### Task statement:
Extract every line of the data below that contains the string "face", and treat uppercase and lowercase letters as different.

### Task material:
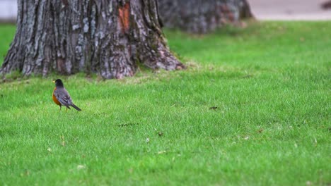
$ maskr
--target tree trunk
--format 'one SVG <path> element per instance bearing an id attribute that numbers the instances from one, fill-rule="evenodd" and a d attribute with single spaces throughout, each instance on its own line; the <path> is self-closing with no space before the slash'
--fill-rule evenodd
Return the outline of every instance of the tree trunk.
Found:
<path id="1" fill-rule="evenodd" d="M 17 30 L 0 72 L 133 75 L 138 63 L 182 69 L 161 31 L 156 0 L 18 0 Z"/>
<path id="2" fill-rule="evenodd" d="M 246 0 L 158 0 L 166 27 L 204 34 L 252 18 Z"/>

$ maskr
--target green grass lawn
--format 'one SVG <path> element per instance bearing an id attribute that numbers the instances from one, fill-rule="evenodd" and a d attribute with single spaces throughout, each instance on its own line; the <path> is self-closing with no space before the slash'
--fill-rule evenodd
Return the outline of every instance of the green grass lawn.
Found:
<path id="1" fill-rule="evenodd" d="M 1 83 L 0 185 L 330 185 L 330 30 L 166 30 L 187 70 Z M 0 26 L 1 56 L 14 33 Z M 57 78 L 81 112 L 59 112 Z"/>

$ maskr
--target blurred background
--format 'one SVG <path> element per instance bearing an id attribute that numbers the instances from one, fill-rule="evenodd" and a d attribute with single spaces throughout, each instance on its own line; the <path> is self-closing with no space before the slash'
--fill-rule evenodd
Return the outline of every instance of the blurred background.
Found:
<path id="1" fill-rule="evenodd" d="M 330 0 L 248 0 L 257 20 L 331 20 Z M 15 23 L 17 1 L 0 0 L 0 21 Z"/>

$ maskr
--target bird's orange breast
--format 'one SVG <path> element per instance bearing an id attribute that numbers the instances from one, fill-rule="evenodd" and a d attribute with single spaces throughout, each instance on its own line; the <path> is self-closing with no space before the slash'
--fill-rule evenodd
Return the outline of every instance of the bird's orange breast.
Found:
<path id="1" fill-rule="evenodd" d="M 54 91 L 53 91 L 53 101 L 54 102 L 57 104 L 57 105 L 61 105 L 60 102 L 59 101 L 57 101 L 57 97 L 55 97 L 55 95 L 54 94 L 54 92 L 57 89 L 57 87 L 55 87 L 54 89 Z"/>

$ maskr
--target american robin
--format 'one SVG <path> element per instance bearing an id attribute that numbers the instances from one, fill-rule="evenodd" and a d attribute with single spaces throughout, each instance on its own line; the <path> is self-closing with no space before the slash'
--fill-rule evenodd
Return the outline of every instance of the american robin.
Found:
<path id="1" fill-rule="evenodd" d="M 78 106 L 76 106 L 72 102 L 71 98 L 68 93 L 68 91 L 64 88 L 63 82 L 60 79 L 57 79 L 55 81 L 53 81 L 55 83 L 55 88 L 53 91 L 53 101 L 54 102 L 60 106 L 60 111 L 62 106 L 70 109 L 69 106 L 74 107 L 76 110 L 80 111 L 81 111 Z"/>

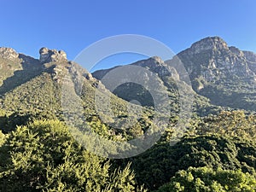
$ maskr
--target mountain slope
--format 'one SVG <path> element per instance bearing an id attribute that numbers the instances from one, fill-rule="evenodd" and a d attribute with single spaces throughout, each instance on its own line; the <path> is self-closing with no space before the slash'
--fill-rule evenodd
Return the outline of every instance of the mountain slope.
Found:
<path id="1" fill-rule="evenodd" d="M 255 54 L 228 47 L 222 38 L 212 37 L 193 44 L 177 56 L 194 90 L 212 103 L 255 111 Z"/>
<path id="2" fill-rule="evenodd" d="M 171 60 L 163 61 L 159 57 L 152 57 L 131 65 L 146 67 L 157 74 L 169 90 L 170 95 L 173 95 L 174 90 L 177 90 L 175 83 L 187 81 L 181 75 L 182 73 L 177 73 L 178 63 L 184 66 L 193 90 L 196 92 L 194 94 L 195 98 L 194 107 L 198 114 L 206 115 L 214 113 L 219 108 L 217 106 L 222 108 L 232 108 L 255 111 L 256 55 L 254 53 L 241 51 L 234 46 L 229 47 L 222 38 L 210 37 L 193 44 L 190 48 L 180 52 Z M 104 75 L 115 69 L 116 67 L 99 70 L 92 74 L 95 78 L 102 79 Z M 131 90 L 125 91 L 126 88 L 125 85 L 119 87 L 114 93 L 129 101 L 130 93 L 136 91 Z M 150 100 L 149 98 L 149 102 L 152 102 Z M 143 99 L 143 101 L 147 105 L 147 100 Z"/>

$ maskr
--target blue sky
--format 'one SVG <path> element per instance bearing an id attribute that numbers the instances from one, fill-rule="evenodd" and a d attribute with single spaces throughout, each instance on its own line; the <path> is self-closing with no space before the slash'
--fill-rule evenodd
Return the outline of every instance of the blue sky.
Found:
<path id="1" fill-rule="evenodd" d="M 0 14 L 0 47 L 33 57 L 45 46 L 73 60 L 90 44 L 119 34 L 148 36 L 175 53 L 220 36 L 256 52 L 255 0 L 1 0 Z"/>

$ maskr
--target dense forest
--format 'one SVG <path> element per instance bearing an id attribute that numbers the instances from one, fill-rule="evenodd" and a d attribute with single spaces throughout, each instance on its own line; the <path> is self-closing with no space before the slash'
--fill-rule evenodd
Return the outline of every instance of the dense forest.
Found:
<path id="1" fill-rule="evenodd" d="M 225 54 L 239 59 L 231 49 L 225 51 L 205 51 L 191 61 L 201 58 L 204 63 L 206 55 Z M 184 62 L 188 55 L 180 54 Z M 224 82 L 209 81 L 195 73 L 205 67 L 199 65 L 190 75 L 194 90 L 181 84 L 188 93 L 181 98 L 177 79 L 159 73 L 163 61 L 150 58 L 143 63 L 158 74 L 161 87 L 157 89 L 164 91 L 155 94 L 168 96 L 160 107 L 169 116 L 156 111 L 149 92 L 137 84 L 123 84 L 112 93 L 100 81 L 105 72 L 93 77 L 65 58 L 42 62 L 24 55 L 2 56 L 0 191 L 256 191 L 255 81 L 245 82 L 239 73 L 231 80 L 232 73 L 224 73 Z M 63 86 L 68 90 L 67 100 Z M 95 104 L 98 90 L 100 106 Z M 191 96 L 188 120 L 180 112 Z M 104 102 L 106 97 L 109 103 Z M 73 104 L 76 98 L 80 108 Z M 130 100 L 141 105 L 129 104 Z M 104 111 L 106 107 L 112 113 Z M 156 118 L 167 123 L 157 124 Z M 132 125 L 127 129 L 127 124 Z M 85 134 L 88 126 L 107 142 L 96 146 Z M 141 143 L 136 155 L 118 156 L 134 148 L 129 141 L 150 131 L 160 135 L 155 141 L 152 137 L 153 144 Z M 116 144 L 109 147 L 108 141 Z M 108 152 L 99 155 L 102 151 Z"/>

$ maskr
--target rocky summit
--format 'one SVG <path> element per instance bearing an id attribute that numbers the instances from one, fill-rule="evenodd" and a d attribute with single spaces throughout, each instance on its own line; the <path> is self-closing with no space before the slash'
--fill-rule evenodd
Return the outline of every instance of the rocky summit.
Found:
<path id="1" fill-rule="evenodd" d="M 218 37 L 201 39 L 177 56 L 192 79 L 215 82 L 232 76 L 255 79 L 255 55 L 229 47 Z"/>
<path id="2" fill-rule="evenodd" d="M 0 57 L 3 59 L 14 60 L 19 57 L 19 54 L 12 48 L 0 48 Z"/>
<path id="3" fill-rule="evenodd" d="M 67 61 L 67 54 L 63 50 L 49 49 L 43 47 L 39 50 L 40 62 Z"/>

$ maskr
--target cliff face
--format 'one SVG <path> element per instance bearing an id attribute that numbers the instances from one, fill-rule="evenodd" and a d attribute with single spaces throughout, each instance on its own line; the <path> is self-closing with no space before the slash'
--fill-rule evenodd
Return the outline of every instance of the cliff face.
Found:
<path id="1" fill-rule="evenodd" d="M 192 80 L 201 79 L 206 82 L 216 82 L 232 76 L 255 77 L 252 65 L 255 55 L 234 46 L 229 47 L 218 37 L 196 42 L 177 56 L 185 65 Z"/>

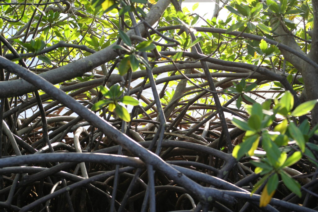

### Full solution:
--target cliff face
Return the outline of every instance of the cliff face.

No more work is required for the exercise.